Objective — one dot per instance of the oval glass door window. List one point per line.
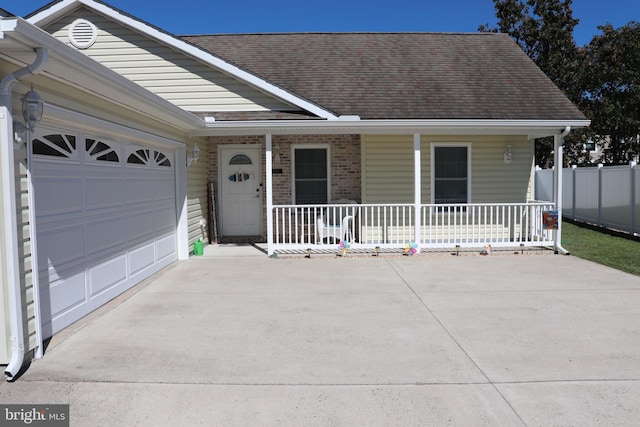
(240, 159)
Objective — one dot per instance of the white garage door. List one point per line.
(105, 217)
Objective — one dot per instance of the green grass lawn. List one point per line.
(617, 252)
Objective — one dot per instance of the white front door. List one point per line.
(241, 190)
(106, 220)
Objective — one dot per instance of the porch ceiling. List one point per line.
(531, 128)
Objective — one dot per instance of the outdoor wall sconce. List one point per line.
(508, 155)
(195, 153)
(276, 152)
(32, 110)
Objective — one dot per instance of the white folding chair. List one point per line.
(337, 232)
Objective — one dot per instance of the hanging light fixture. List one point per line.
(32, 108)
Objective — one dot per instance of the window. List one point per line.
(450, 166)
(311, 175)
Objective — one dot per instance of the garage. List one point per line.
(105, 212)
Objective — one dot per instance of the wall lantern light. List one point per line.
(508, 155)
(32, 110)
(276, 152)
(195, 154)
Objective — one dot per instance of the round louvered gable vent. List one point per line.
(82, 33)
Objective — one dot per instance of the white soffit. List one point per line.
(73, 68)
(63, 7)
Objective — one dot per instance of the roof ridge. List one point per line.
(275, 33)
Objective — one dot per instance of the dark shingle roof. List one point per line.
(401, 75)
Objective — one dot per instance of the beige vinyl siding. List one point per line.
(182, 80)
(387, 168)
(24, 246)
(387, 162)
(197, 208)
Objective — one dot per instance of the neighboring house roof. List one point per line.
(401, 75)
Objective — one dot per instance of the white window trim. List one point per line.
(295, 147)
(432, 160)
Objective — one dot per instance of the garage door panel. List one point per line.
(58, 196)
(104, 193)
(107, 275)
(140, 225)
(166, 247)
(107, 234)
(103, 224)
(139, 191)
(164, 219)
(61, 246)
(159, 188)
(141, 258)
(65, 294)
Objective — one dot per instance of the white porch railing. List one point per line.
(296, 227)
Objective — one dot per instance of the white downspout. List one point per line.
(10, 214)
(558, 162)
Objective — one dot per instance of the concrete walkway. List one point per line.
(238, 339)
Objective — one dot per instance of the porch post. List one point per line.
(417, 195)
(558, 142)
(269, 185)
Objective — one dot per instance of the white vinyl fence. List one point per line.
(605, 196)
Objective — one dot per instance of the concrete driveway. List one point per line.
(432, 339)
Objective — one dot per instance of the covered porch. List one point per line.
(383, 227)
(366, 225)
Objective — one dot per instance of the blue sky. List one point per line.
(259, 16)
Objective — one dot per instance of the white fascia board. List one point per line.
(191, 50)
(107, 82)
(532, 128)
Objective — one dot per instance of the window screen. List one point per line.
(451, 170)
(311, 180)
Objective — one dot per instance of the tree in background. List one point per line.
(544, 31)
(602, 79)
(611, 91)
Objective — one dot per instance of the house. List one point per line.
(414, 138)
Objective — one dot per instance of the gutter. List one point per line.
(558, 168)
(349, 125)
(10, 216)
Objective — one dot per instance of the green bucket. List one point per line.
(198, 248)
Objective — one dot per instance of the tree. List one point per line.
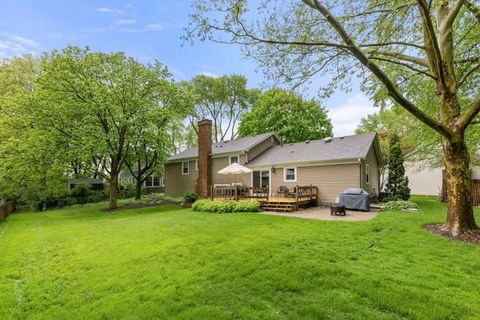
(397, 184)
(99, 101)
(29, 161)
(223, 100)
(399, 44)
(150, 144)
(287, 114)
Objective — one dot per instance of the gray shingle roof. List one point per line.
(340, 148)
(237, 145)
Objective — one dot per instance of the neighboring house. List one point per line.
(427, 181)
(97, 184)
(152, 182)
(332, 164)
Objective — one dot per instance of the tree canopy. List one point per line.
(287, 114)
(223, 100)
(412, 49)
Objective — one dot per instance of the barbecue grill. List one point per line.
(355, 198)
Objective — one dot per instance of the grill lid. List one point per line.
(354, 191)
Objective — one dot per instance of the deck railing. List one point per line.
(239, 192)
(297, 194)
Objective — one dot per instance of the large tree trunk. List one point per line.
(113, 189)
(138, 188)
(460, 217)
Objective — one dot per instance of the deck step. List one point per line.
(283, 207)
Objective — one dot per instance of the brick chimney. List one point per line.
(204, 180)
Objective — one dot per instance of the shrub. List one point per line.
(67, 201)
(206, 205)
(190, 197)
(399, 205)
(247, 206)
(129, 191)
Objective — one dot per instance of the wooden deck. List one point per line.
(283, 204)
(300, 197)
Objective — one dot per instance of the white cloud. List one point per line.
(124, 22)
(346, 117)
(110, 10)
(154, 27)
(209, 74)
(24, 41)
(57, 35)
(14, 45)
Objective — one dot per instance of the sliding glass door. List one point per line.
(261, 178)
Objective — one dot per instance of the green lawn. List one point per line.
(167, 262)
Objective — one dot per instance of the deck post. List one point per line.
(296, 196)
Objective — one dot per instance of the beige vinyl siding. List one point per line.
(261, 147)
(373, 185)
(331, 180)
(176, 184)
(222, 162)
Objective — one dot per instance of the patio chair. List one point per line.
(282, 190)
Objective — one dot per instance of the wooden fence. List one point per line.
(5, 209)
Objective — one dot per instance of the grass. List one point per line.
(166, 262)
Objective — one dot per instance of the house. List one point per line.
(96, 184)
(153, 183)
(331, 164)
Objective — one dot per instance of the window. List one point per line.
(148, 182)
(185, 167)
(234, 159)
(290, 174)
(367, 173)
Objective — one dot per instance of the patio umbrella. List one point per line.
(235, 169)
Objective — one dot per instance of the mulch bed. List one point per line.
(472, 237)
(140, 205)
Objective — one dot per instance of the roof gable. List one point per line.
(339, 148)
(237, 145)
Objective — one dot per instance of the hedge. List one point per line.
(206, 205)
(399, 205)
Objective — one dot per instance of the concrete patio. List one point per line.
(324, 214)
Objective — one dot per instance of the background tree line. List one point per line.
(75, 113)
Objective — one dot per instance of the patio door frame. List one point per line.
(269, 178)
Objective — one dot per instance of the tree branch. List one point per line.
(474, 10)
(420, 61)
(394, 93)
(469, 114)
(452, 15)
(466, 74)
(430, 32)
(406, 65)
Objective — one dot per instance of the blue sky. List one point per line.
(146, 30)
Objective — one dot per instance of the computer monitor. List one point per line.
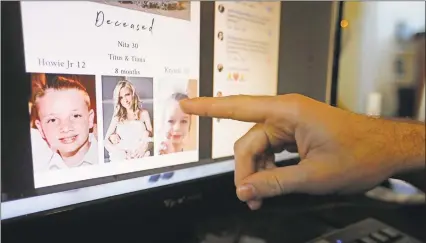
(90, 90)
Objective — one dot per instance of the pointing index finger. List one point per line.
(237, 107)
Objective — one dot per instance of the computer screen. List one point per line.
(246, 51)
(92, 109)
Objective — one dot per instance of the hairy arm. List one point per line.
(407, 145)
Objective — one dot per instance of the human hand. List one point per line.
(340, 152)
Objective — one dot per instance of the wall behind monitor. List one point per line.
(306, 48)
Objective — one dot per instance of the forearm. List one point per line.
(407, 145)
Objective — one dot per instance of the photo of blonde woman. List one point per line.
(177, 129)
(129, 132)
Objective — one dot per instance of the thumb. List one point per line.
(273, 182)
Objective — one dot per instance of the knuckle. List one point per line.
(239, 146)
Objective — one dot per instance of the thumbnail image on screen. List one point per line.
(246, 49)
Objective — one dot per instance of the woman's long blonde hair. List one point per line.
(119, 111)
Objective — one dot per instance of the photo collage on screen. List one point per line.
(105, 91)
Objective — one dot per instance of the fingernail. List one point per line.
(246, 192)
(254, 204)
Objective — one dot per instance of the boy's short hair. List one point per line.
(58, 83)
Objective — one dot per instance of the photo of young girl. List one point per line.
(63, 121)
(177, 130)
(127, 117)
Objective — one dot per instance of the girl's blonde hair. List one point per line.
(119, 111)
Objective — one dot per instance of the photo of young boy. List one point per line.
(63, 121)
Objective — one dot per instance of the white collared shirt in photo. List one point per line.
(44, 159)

-*-*-

### INSTRUCTION
Reproduce the full listing faithfully, but do not carry over any pictures.

### ANSWER TO THIS PROBLEM
Objective — one dot per instance of the oval glass door window. List one point per line.
(240, 159)
Objective — one dot per instance of the white garage door. List one point per line.
(105, 217)
Objective — one dot per instance of the green grass lawn. List one point per line.
(617, 252)
Objective — one dot per instance of the white front door. List one point per line.
(241, 190)
(106, 220)
Objective — one dot per instance of the porch ceiling. List one point per line.
(531, 128)
Objective — one dot per instance of the outdoor wall sconce. List one point per line.
(508, 155)
(195, 153)
(276, 152)
(32, 110)
Objective — one dot per instance of the white folding chair. List one point per line.
(337, 232)
Objective — one dot per instance of the hanging light fixture. List one point per line.
(32, 108)
Objective — one dot per instance of the window. List one point per line.
(450, 166)
(311, 175)
Objective — one dot per instance of the garage. List one point per line.
(105, 212)
Objective — one dot per instance of the wall lantern light. List one point per line.
(508, 155)
(32, 110)
(276, 152)
(195, 154)
Objective — one dot per instance of the round louvered gable vent. List one point per line.
(82, 33)
Objective — one dot per instance of the white soffit. List one point per line.
(73, 68)
(63, 7)
Objective — one dot per instance of the roof ridge. List one point per line.
(275, 33)
Objective — one dot per instance of the dark shingle roof. List one point per line.
(401, 75)
Objective — one dot per instance of the beige vinyl siding. List one point per line.
(182, 80)
(387, 168)
(24, 246)
(387, 162)
(197, 208)
Objective — one dot per instance of the neighboring house roof. List one point per line.
(401, 75)
Objective — one dot per instance of the white window trim. List one point per line.
(295, 147)
(432, 160)
Objective — one dot per instance of the garage door panel. List one point per line.
(58, 196)
(104, 193)
(107, 275)
(140, 225)
(166, 247)
(107, 234)
(103, 224)
(139, 191)
(164, 219)
(61, 246)
(159, 188)
(141, 258)
(65, 294)
Objective — one dot per instance of the white porch railing. List one point per line.
(296, 227)
Objective — one dot per instance of the white downspout. List one point per line.
(10, 214)
(558, 162)
Objective — one dot per instance of the concrete walkway. List one point per line.
(238, 339)
Objective — one dot per instance of the porch post. List one point per line.
(417, 195)
(558, 142)
(269, 185)
Objective — one dot per instance of the white vinyl fence. List one point per line.
(605, 196)
Objective — one dot per instance of the concrete driveway. List one point per line.
(432, 339)
Objective — one dot per instance of the covered porch. List one point per line.
(383, 227)
(366, 225)
Objective — one dot per instance of the blue sky. List one point per line.
(259, 16)
Objective — one dot per instance of the white fascia board. List one point per line.
(191, 50)
(107, 82)
(532, 128)
Objective — one dot per instance of the window screen. List one point per line.
(451, 170)
(311, 180)
Objective — one dot per instance of the tree in background. List one point per line.
(544, 31)
(602, 79)
(611, 91)
Objective — one dot per instance of the house. List one point per line.
(414, 138)
Objective — one dot per instance of the gutter. List one point per line.
(558, 168)
(349, 125)
(10, 216)
Objective — one dot per instance of the green bucket. List one point per line.
(198, 248)
Objective — one dot per instance of the tree. List one point per line.
(397, 184)
(99, 101)
(29, 161)
(223, 100)
(399, 44)
(150, 144)
(287, 114)
Objective — one dot per instance of the gray shingle roof. List one point per line.
(340, 148)
(237, 145)
Objective — one dot per instance of the neighboring house. List one point per line.
(427, 181)
(97, 184)
(152, 182)
(332, 164)
Objective — one dot per instance of the tree canopy. List one point per line.
(287, 114)
(223, 100)
(412, 49)
Objective — one dot per instance of the barbecue grill. List one point per line.
(355, 198)
Objective — one dot per instance of the grill lid. List one point per line.
(354, 191)
Objective — one dot per instance of the deck railing. List one point per line.
(239, 192)
(297, 194)
Objective — one dot per instance of the large tree trunk. List one point per line.
(113, 189)
(138, 188)
(460, 217)
Objective — one dot per instance of the deck step. List one point per line.
(283, 207)
Objective — one dot per instance of the brick chimney. List one point per line.
(204, 180)
Objective — one dot per instance of the shrub. List one point per line.
(67, 201)
(206, 205)
(190, 197)
(399, 205)
(247, 206)
(129, 191)
Objective — one dot per instance of the wooden deck. List one point per line.
(283, 204)
(300, 197)
Objective — one dot per instance of the white cloud. List one point per line.
(124, 22)
(346, 117)
(110, 10)
(154, 27)
(209, 74)
(24, 41)
(57, 35)
(14, 45)
Objective — one dot per instance of the sliding glass door. List one point per line.
(261, 178)
Objective — one dot per instance of the green lawn. List one point per line.
(167, 262)
Objective — one dot per instance of the deck post. List one point per line.
(296, 196)
Objective — one dot per instance of the beige vinyl siding. List one point per line.
(261, 147)
(373, 185)
(331, 180)
(176, 184)
(222, 162)
Objective — one dot per instance of the patio chair. List one point per line.
(282, 190)
Objective — one dot per instance of the wooden fence. List one point per line.
(5, 209)
Objective — one dot per instance of the grass. List one point per line.
(166, 262)
Objective — one dot per instance of the house. List one point per line.
(96, 184)
(153, 183)
(331, 164)
Objective — one dot per instance of the window. List one point per line.
(148, 182)
(185, 167)
(234, 159)
(290, 174)
(367, 173)
Objective — one dot per instance of the patio umbrella. List one point per line.
(235, 169)
Objective — one dot per instance of the mulch bed. List one point per line.
(472, 237)
(140, 205)
Objective — one dot per instance of the roof gable. List one point per line.
(339, 148)
(237, 145)
Objective — one dot per instance of the hedge. List one point per line.
(206, 205)
(399, 205)
Objective — one dot per instance of the concrete patio. List one point per line.
(324, 214)
Objective — one dot per instance of the background tree line. List one point per line.
(75, 113)
Objective — one dot per instance of the patio door frame. List one point per line.
(269, 178)
Objective — one dot per instance of the tree branch. List one point per line.
(474, 10)
(420, 61)
(394, 93)
(469, 114)
(452, 15)
(466, 74)
(430, 32)
(406, 65)
Objective — one dot per instance of the blue sky. List one point per line.
(146, 30)
Objective — one dot per instance of the computer monitor. List one point per line.
(90, 90)
Objective — one dot per instance of the pointing index finger. List one point per line.
(237, 107)
Objective — one dot per instance of the computer screen. List one point per line.
(246, 51)
(92, 109)
Objective — one dot per instance of the hairy arm. List one point per line.
(407, 145)
Objective — one dot per instance of the human hand. List one point per line.
(340, 152)
Objective — one dot per instance of the wall behind monitor. List one point per line.
(306, 48)
Objective — one dot per instance of the forearm. List one point per line.
(407, 145)
Objective — one dot per instance of the photo of blonde woman. List one point per line.
(177, 129)
(129, 132)
Objective — one dot per instance of the thumb. List one point per line.
(273, 182)
Objective — one dot per instance of the knuckle. List one point per line.
(239, 146)
Objective — one dot per instance of the thumbnail image on screen. List one point per line.
(246, 49)
Objective — one dot per instance of the woman's long blonde hair. List one point per line.
(119, 111)
Objective — one dot per instance of the photo collage on screen. List one point per line.
(105, 91)
Objective — one dot per instance of the fingernail. List one point per line.
(246, 192)
(254, 204)
Objective — one dot per instance of the boy's short hair. List one point per line.
(58, 83)
Objective — one dot per instance of the photo of young girl. List one point per line.
(63, 121)
(177, 130)
(127, 117)
Objective — one dot per instance of the girl's blonde hair. List one point per line.
(119, 111)
Objective — one dot per instance of the photo of young boy. List one point per line.
(63, 121)
Objective — one dot per instance of the white collared shirt in photo. List one point per line.
(44, 159)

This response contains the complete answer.